▶ **依頼内容 1**
『テスカトリポカ』の紹介文の最後の文には、どんな人物が挙げられていますか。すべて書き出してください。
▶ **依頼内容 2**
『テスカトリポカ』の紹介文を、最後の文のあとから書き継いでください。

▶ **本文抜粋**

【バタイユ以来の衝撃】
http://www.amazon.co.jp/exec/obidos/ASIN/4041146186
本日ご紹介する一冊は、第165回直木賞を受賞した、佐藤究さんの『テスカトリポカ』。
「テスカトリポカ」は、多神教のアステカ王国において信仰されていた強大な神の一つで、ナワトル語で「煙を吐く鏡」のこと。
災難や損失、そしてその克服を象徴する神であり、まさに現在に必要な「破壊」の象徴とも言える存在です。
本書では、麻薬カルテルと臓器売買という、一見異常で非人間的な世界を描きながら、それを鏡とし、現代社会の異常さと非人間的側面が浮き彫りになるよう、仕向けています。
金欲しさに平気で人を裏切る男、子どもたちの役に立ちたいと思いながら臓器売買に加担してしまうNPOの女性、生きる意味を知らず、ただぼんやり生きているだけの人間…。

▶ **データ欄**
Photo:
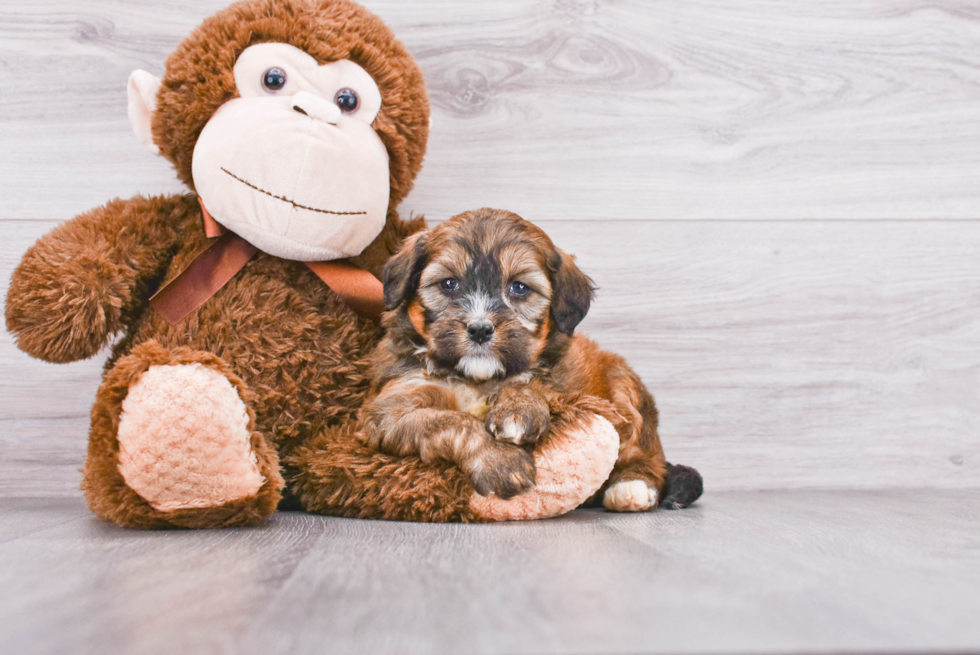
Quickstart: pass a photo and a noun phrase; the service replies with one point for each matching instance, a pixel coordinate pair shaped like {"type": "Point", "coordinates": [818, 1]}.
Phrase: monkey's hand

▶ **回答内容 1**
・金欲しさに平気で人を裏切る男
・子どもたちの役に立ちたいと思いながら臓器売買に加担してしまうNPOの女性
・生きる意味を知らず、ただぼんやり生きているだけの人間

▶ **回答内容 2**
人類に豊かさと幸福を約束したはずの資本主義の現実が映し出され、約680ページ、最後まで一気読みしてしまう面白さです。
麻薬カルテルの生き残りであるバルミロの祖母、リベルタが語るアステカの教えは、現代人に衝撃を与えるに違いありません。
以前紹介したバタイユの『呪われた部分 有用性の限界』が好きな方は、きっとハマるに違いありません。(本書にもバタイユの引用が出てきます)
『呪われた部分 有用性の限界』
http://www.amazon.co.jp/exec/obidos/ASIN/4480087478
興味深かったのは、時間を「帽子一つぶん」のように表す時間感覚の部分。
「安ければ安いほどいい」「コスパ」「タイパ」などと言っている現代人には、想像もつかない新鮮な価値観が描かれており、生き方や消費について考えさせられる内容です。
「ひたすら稼ぎ、ひたすら貯めて老後を待つ」生き方が当たり前とされる現代人に、衝撃を与える一冊だと思います。
小説ではありますが、生き方を問う自己啓発書として、ぜひご紹介したい一冊です。
さっそく、本文の中から気になる部分を赤ペンチェックしてみましょう。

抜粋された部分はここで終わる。